EXERCISE REQUIREMENTS: Rewrite the material below, replacing every "photo" with "image" and leaving everything else unchanged. Omit the pictures from your copy.
:: PROVIDED RECORDS
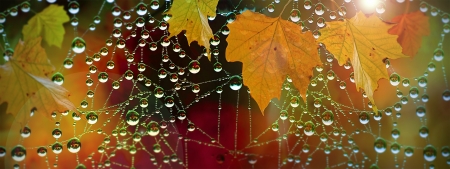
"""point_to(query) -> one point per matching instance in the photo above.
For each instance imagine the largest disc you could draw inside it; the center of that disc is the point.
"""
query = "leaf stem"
(339, 8)
(287, 3)
(407, 7)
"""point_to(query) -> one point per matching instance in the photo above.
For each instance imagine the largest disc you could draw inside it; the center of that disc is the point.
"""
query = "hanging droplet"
(116, 11)
(18, 153)
(446, 95)
(231, 17)
(166, 17)
(132, 117)
(274, 127)
(409, 151)
(159, 92)
(438, 54)
(342, 11)
(307, 4)
(395, 133)
(25, 7)
(154, 4)
(74, 7)
(191, 127)
(235, 82)
(364, 118)
(194, 67)
(57, 148)
(74, 21)
(414, 92)
(405, 82)
(141, 9)
(294, 101)
(140, 22)
(327, 118)
(420, 111)
(295, 15)
(429, 153)
(74, 145)
(165, 41)
(169, 101)
(271, 7)
(42, 151)
(163, 25)
(283, 115)
(423, 132)
(394, 79)
(319, 9)
(380, 145)
(309, 128)
(92, 117)
(395, 148)
(56, 133)
(225, 30)
(58, 78)
(103, 77)
(97, 19)
(25, 132)
(129, 74)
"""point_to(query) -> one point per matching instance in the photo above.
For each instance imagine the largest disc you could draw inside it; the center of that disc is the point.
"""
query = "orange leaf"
::::
RESPONSE TO THE TASK:
"""point_to(query) -> one point per matching instance in the image above.
For each instance imagine the largest disc you could draw inside it; the center of that disc is the point.
"""
query = "leaf stem"
(339, 8)
(287, 3)
(407, 7)
"""point_to(query) -> one point per matching instance in the image above.
For each instance imagine the largest disc you could draw inside it; the center of that disc is the point.
"""
query = "hanging droplet"
(116, 11)
(18, 153)
(446, 95)
(231, 17)
(166, 17)
(132, 117)
(274, 127)
(409, 151)
(159, 92)
(438, 54)
(342, 11)
(307, 4)
(395, 133)
(25, 7)
(154, 4)
(74, 7)
(191, 127)
(235, 82)
(364, 118)
(194, 67)
(57, 148)
(74, 21)
(414, 92)
(405, 82)
(141, 9)
(294, 101)
(140, 22)
(327, 118)
(420, 111)
(295, 15)
(429, 153)
(74, 145)
(165, 41)
(169, 101)
(271, 7)
(42, 151)
(163, 25)
(283, 115)
(423, 132)
(394, 79)
(319, 9)
(380, 145)
(309, 128)
(92, 117)
(395, 148)
(56, 133)
(225, 30)
(58, 78)
(103, 77)
(97, 19)
(25, 132)
(129, 74)
"""point_to(query) -> one point per matching instance in the image above.
For each instance imagine the largest disc you could draw inside it; the center of that disc is the point.
"""
query = "orange leaf"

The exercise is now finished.